(Region labeling records)
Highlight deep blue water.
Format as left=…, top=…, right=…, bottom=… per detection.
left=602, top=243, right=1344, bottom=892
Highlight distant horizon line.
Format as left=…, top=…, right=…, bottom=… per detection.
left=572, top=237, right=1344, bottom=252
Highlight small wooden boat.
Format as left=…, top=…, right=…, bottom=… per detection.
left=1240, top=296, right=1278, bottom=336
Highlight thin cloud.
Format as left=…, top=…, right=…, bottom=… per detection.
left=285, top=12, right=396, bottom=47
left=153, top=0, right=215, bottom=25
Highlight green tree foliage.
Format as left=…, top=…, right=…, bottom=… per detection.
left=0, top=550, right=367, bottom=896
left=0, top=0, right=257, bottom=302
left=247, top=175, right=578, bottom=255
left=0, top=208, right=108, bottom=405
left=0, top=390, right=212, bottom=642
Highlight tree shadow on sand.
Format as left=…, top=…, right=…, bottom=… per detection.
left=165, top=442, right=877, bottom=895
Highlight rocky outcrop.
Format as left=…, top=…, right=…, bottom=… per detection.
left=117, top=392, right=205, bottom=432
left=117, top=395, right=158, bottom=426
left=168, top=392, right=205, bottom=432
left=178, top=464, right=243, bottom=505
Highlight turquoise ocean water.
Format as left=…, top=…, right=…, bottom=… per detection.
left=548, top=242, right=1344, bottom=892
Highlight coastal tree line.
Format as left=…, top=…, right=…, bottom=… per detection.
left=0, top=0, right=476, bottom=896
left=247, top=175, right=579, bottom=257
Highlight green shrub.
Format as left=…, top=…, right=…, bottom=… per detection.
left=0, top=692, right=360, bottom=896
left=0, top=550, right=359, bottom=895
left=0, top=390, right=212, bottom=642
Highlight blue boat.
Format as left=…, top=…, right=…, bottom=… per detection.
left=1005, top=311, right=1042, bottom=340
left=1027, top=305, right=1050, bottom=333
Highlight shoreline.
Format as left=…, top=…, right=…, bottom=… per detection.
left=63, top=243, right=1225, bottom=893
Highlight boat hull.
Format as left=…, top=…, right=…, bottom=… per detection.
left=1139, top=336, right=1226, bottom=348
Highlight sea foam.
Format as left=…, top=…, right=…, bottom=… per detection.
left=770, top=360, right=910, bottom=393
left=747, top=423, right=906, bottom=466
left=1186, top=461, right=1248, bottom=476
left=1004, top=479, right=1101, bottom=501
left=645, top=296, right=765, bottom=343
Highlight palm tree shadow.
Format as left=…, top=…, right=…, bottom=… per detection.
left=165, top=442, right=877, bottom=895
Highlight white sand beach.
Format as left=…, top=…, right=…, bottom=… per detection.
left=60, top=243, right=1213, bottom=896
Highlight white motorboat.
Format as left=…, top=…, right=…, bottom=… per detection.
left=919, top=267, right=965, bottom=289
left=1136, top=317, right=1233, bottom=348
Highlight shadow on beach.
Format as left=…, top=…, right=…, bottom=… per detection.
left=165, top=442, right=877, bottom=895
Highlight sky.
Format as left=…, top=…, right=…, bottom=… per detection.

• Task objective: Please output every line of the items above as a numbered list, omitting any blank lines.

• Written solution:
1. Highlight deep blue water.
2. Format as left=…, top=…, right=…, bottom=… per detection.
3. left=602, top=243, right=1344, bottom=892
4. Highlight distant horizon line.
5. Format as left=…, top=…, right=…, bottom=… per detection.
6. left=572, top=237, right=1344, bottom=252
7. Highlight small wooden boat.
8. Format as left=…, top=…, right=…, bottom=… per detection.
9. left=1240, top=296, right=1278, bottom=336
10. Highlight thin cloud.
11. Format as left=…, top=…, right=…, bottom=… per detection.
12. left=285, top=12, right=396, bottom=47
13. left=153, top=0, right=215, bottom=25
14. Highlight green tree foliage.
15. Format as left=…, top=…, right=…, bottom=… per detection.
16. left=0, top=550, right=367, bottom=896
17. left=0, top=0, right=257, bottom=302
18. left=247, top=175, right=578, bottom=255
19. left=0, top=208, right=108, bottom=405
20. left=0, top=390, right=212, bottom=642
21. Highlight tree shadow on sand.
22. Format as left=…, top=…, right=…, bottom=… per detection.
23. left=165, top=442, right=877, bottom=895
24. Highlight rocky outcrop.
25. Format as left=…, top=…, right=…, bottom=… per detection.
26. left=117, top=392, right=205, bottom=432
27. left=117, top=395, right=158, bottom=426
28. left=168, top=392, right=205, bottom=432
29. left=178, top=464, right=243, bottom=505
30. Highlight turquoise ocean water.
31. Format as left=…, top=…, right=…, bottom=… per detection.
32. left=548, top=242, right=1344, bottom=892
33. Highlight coastal tree line.
34. Format as left=…, top=…, right=…, bottom=… per detection.
35. left=0, top=0, right=476, bottom=896
36. left=247, top=175, right=579, bottom=257
37. Highlight green shrub.
38. Format as left=…, top=…, right=…, bottom=… per detection.
39. left=0, top=692, right=360, bottom=896
40. left=0, top=550, right=359, bottom=895
41. left=0, top=390, right=212, bottom=642
42. Highlight blue boat.
43. Format as left=…, top=…, right=…, bottom=… per detection.
44. left=1005, top=311, right=1042, bottom=340
45. left=1027, top=305, right=1050, bottom=333
46. Highlight shoreline.
47. Format as left=…, top=…, right=…, bottom=… per detection.
48. left=63, top=243, right=1225, bottom=893
49. Highlight boat hull.
50. Format as left=…, top=…, right=…, bottom=… per detection.
51. left=1139, top=336, right=1226, bottom=348
52. Highlight sea foam.
53. Format as left=…, top=…, right=…, bottom=… per detection.
54. left=770, top=360, right=910, bottom=393
55. left=747, top=423, right=906, bottom=466
56. left=1186, top=461, right=1248, bottom=476
57. left=1004, top=479, right=1101, bottom=501
58. left=645, top=296, right=765, bottom=343
59. Highlight palm tree shadow.
60. Format as left=…, top=…, right=…, bottom=… per detection.
61. left=165, top=442, right=877, bottom=895
62. Highlight white sand beach.
63. Format as left=…, top=…, right=…, bottom=… per detection.
64. left=60, top=243, right=1213, bottom=896
65. Highlight white motorboat.
66. Format as left=…, top=…, right=…, bottom=… per detection.
67. left=919, top=267, right=965, bottom=289
68. left=1136, top=317, right=1233, bottom=348
69. Highlight shadow on beach.
70. Format as left=…, top=…, right=…, bottom=… per detection.
71. left=165, top=442, right=877, bottom=895
72. Highlight sky.
73. Format as left=…, top=…, right=…, bottom=… per detection.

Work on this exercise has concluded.